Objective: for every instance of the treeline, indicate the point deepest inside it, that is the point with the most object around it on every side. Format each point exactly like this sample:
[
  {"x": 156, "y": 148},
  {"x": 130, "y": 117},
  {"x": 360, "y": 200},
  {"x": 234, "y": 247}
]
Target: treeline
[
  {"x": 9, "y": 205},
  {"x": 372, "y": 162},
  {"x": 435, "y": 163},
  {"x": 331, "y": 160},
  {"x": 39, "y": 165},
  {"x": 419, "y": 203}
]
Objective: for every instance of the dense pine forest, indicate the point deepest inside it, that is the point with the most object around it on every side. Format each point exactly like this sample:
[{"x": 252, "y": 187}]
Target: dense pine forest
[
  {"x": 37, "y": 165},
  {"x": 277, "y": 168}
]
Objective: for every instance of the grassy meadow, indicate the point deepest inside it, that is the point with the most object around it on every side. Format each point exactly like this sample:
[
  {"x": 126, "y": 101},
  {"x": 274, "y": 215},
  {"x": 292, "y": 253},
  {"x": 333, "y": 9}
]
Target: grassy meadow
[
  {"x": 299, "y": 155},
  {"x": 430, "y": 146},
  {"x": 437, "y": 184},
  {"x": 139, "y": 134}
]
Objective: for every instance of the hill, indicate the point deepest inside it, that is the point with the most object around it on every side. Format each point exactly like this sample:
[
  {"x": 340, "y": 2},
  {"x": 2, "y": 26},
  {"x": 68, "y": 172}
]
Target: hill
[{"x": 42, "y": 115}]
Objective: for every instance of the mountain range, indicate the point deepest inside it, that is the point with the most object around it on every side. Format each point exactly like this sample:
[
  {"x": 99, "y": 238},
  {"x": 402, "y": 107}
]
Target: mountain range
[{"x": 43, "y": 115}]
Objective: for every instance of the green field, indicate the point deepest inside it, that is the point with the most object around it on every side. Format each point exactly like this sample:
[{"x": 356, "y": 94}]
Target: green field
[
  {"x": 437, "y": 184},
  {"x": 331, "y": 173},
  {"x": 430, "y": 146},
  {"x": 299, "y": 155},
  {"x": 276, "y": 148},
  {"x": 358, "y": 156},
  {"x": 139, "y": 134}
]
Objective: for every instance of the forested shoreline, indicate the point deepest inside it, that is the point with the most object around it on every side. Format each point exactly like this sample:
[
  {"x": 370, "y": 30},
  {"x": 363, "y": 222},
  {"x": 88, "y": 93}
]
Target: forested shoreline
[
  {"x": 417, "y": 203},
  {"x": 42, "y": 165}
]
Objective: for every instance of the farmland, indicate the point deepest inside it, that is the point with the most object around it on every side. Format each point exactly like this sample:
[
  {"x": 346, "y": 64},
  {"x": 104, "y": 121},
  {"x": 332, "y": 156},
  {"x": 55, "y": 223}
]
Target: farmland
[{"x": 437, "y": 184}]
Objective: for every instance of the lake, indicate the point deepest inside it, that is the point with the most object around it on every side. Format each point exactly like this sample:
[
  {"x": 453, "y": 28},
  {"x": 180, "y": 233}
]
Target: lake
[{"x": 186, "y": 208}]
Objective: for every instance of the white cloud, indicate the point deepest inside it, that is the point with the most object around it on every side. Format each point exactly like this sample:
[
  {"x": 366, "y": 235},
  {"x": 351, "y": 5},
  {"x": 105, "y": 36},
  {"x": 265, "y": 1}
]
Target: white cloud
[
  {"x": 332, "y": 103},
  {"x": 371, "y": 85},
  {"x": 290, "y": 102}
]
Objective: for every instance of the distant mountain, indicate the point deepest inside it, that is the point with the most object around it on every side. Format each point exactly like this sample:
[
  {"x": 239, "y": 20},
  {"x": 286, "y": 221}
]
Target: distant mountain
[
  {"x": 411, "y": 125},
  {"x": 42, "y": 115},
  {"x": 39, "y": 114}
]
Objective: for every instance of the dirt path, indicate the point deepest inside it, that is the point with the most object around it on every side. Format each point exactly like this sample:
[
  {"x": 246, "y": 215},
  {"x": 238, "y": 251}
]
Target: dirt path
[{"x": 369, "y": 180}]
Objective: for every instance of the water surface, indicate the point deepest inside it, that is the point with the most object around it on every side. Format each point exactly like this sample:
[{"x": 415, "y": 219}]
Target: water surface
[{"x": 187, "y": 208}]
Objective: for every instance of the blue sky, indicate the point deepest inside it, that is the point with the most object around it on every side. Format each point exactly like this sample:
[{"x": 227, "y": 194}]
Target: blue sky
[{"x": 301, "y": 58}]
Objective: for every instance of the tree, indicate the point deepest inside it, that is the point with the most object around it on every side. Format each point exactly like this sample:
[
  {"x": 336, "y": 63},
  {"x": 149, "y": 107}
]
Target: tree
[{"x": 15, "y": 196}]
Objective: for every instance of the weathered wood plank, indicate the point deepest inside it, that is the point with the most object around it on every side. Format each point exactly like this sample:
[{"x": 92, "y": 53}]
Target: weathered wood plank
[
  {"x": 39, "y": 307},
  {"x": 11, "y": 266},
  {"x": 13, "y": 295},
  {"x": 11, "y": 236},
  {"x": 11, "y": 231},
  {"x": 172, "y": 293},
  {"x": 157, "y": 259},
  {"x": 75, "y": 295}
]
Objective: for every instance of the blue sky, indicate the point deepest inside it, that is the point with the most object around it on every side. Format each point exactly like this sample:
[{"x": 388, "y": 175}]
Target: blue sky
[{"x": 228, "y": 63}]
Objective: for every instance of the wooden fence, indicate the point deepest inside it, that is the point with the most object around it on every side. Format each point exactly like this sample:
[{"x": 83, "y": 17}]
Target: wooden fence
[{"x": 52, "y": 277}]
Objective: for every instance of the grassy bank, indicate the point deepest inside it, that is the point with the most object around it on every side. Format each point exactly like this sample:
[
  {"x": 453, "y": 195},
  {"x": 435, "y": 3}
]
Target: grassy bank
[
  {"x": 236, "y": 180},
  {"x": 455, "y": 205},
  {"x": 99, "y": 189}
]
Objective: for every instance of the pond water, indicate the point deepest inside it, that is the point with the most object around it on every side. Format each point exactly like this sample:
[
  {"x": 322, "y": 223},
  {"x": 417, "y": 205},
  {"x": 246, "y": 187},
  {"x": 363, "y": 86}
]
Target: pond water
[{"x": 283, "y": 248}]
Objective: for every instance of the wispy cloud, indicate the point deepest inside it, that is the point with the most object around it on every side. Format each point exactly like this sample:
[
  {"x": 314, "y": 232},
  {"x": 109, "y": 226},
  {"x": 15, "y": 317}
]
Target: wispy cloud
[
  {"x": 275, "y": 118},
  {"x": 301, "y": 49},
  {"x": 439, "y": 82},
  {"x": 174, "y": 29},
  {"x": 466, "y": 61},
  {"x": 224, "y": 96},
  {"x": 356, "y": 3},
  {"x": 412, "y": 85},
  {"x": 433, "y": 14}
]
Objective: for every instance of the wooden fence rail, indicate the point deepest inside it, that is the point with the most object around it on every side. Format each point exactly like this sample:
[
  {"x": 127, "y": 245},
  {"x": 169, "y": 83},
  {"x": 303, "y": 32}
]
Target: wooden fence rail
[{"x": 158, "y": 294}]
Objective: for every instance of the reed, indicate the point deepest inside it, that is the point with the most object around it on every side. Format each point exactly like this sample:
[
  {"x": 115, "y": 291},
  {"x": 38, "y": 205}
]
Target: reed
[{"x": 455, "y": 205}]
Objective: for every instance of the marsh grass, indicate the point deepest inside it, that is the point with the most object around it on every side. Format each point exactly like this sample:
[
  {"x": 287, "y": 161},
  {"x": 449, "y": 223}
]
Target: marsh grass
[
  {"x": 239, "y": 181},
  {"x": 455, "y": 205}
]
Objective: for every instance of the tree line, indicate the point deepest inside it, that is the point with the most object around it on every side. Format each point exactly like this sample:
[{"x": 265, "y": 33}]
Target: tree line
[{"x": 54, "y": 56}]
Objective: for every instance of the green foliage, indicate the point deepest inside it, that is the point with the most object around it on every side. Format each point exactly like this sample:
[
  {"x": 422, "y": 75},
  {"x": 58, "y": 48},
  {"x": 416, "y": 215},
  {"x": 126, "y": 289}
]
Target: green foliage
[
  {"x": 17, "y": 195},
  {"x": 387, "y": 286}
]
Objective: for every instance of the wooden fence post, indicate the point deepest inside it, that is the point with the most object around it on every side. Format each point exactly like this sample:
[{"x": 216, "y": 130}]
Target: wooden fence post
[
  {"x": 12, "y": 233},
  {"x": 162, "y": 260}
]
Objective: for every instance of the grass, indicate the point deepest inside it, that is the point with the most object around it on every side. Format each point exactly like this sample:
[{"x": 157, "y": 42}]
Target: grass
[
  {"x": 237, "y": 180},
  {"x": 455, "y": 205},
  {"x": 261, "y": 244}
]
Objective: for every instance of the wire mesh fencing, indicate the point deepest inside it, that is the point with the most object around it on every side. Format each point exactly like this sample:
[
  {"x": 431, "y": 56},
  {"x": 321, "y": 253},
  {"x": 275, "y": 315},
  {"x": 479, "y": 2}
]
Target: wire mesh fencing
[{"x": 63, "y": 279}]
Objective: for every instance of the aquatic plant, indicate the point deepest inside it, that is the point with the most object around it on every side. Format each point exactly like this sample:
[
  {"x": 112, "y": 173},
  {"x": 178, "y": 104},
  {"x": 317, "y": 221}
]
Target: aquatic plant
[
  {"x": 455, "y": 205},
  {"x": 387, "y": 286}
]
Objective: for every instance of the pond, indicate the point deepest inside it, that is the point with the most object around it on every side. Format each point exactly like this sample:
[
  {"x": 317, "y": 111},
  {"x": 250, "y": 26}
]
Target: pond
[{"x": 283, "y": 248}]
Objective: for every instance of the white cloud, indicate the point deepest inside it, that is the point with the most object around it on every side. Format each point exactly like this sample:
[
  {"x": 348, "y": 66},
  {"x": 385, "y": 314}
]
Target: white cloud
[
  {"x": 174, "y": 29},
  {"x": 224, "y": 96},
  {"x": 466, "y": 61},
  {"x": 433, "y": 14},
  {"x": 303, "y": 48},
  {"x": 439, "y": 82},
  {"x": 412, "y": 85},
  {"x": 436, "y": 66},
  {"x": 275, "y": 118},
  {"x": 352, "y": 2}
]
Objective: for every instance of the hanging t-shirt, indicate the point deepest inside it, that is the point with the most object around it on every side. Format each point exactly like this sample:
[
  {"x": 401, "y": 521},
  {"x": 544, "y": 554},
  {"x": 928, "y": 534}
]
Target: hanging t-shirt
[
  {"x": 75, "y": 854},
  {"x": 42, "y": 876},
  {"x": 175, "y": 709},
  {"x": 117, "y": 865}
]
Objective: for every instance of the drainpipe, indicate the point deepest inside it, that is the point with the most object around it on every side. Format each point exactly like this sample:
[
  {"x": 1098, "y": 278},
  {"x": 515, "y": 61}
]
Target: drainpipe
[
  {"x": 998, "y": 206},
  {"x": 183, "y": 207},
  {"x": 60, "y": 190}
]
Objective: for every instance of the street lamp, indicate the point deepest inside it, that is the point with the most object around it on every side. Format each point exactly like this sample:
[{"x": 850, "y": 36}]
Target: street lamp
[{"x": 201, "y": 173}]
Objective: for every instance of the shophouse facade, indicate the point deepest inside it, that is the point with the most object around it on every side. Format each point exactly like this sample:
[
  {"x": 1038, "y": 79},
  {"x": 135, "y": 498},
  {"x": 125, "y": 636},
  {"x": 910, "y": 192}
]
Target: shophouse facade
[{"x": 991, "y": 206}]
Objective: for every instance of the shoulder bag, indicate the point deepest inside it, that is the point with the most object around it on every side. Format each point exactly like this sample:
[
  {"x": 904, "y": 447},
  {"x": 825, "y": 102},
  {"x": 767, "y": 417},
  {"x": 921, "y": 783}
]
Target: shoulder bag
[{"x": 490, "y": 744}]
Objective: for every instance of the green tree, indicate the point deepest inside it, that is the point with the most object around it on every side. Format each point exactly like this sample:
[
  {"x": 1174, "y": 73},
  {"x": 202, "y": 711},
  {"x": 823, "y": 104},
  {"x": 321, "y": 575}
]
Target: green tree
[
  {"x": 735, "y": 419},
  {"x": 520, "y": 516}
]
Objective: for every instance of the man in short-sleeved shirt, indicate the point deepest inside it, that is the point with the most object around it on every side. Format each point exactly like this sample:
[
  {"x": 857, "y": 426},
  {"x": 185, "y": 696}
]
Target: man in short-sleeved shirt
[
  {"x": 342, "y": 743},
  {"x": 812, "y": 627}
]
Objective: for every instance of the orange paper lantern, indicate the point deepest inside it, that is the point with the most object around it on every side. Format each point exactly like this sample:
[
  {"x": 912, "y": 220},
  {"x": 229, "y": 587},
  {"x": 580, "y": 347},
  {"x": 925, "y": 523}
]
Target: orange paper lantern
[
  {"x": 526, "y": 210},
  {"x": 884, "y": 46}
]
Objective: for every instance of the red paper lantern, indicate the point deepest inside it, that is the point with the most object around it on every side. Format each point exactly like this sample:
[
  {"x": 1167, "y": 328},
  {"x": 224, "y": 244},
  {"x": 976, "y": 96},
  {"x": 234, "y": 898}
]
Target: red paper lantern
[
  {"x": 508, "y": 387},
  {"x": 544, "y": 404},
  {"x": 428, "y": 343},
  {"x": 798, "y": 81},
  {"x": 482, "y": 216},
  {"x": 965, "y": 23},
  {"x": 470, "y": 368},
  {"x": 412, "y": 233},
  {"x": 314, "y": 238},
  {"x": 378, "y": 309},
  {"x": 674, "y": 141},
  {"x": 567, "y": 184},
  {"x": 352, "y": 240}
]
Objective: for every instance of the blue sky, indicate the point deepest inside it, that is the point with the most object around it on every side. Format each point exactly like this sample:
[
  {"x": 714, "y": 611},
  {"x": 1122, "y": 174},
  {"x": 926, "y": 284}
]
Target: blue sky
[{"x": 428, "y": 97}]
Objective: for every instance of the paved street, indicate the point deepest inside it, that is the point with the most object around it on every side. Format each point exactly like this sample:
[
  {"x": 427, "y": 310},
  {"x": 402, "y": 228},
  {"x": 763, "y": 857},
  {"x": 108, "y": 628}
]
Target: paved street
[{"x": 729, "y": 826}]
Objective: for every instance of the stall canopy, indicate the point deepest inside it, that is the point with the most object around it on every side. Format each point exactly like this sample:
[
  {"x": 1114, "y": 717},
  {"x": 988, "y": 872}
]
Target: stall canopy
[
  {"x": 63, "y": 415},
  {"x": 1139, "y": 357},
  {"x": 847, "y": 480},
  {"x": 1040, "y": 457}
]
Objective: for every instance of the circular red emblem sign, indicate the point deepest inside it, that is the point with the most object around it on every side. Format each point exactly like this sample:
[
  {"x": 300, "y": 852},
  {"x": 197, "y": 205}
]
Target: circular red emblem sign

# # # #

* **WHAT THE EXERCISE ASKS**
Find "Objective: for every instance of the paved" in the data above, then repeat that line and all lines after it exactly, ending with the final line.

* **SOLUTION TO THIS PROBLEM**
Objective: for every instance of the paved street, indicate the point deepest inside it, that is the point with the most object around it on every side. Format each point exactly like this sample:
[
  {"x": 427, "y": 310},
  {"x": 402, "y": 228},
  {"x": 763, "y": 857},
  {"x": 108, "y": 628}
]
Target: paved street
[{"x": 729, "y": 826}]
Objective: for every instance of the stall canopy, indicate the point deepest inside it, that is the point with the most object around it on every side. Format each point exactly like this sample:
[
  {"x": 1114, "y": 717},
  {"x": 988, "y": 872}
]
Target: stall canopy
[
  {"x": 63, "y": 415},
  {"x": 1139, "y": 357},
  {"x": 847, "y": 480},
  {"x": 1040, "y": 457}
]
Objective: for every instance of the circular red emblem sign, indicate the point deepest inside it, that is the point with the most object around it on every side. Format each point exactly like this sample:
[
  {"x": 300, "y": 852},
  {"x": 197, "y": 205}
]
Target: circular red emblem sign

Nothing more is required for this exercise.